Provided data
# # # # #
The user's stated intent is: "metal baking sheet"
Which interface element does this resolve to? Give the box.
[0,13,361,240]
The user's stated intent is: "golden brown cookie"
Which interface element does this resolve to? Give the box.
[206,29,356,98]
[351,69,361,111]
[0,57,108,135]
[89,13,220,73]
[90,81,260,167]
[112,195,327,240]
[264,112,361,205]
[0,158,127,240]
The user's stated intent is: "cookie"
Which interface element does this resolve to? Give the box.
# # # # #
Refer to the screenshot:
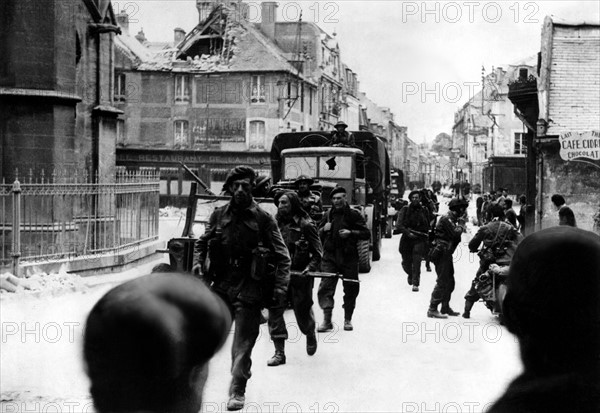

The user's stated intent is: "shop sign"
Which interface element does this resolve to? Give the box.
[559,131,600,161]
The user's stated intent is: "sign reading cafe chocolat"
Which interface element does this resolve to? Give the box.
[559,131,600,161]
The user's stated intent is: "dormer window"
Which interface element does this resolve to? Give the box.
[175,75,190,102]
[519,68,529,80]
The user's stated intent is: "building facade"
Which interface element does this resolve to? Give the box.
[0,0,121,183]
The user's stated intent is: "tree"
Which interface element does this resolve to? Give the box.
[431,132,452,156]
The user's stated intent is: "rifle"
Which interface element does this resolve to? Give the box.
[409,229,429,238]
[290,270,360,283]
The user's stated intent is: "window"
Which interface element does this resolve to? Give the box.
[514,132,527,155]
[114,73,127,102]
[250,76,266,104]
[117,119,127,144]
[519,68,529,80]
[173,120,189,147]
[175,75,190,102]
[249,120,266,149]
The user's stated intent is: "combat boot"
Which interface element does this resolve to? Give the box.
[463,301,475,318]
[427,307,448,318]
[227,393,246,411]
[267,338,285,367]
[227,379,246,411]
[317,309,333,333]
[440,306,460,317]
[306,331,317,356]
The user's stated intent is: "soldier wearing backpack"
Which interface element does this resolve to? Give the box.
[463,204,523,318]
# # # # #
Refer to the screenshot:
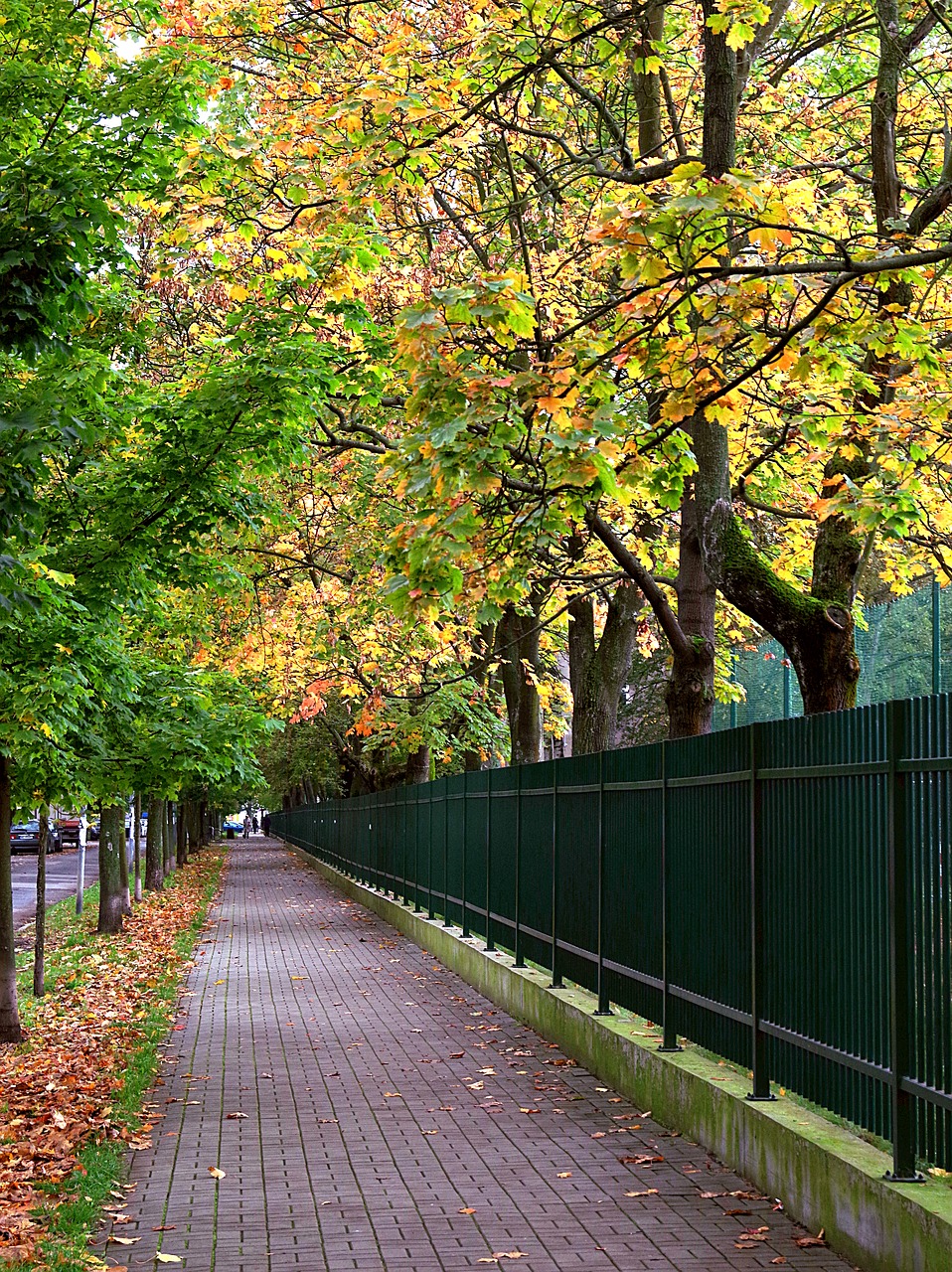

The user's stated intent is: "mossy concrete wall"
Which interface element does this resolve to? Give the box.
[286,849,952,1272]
# # # # #
Written instruction
How many lines in the records contain the string "cookie"? Reply with the number only.

Worked answer
2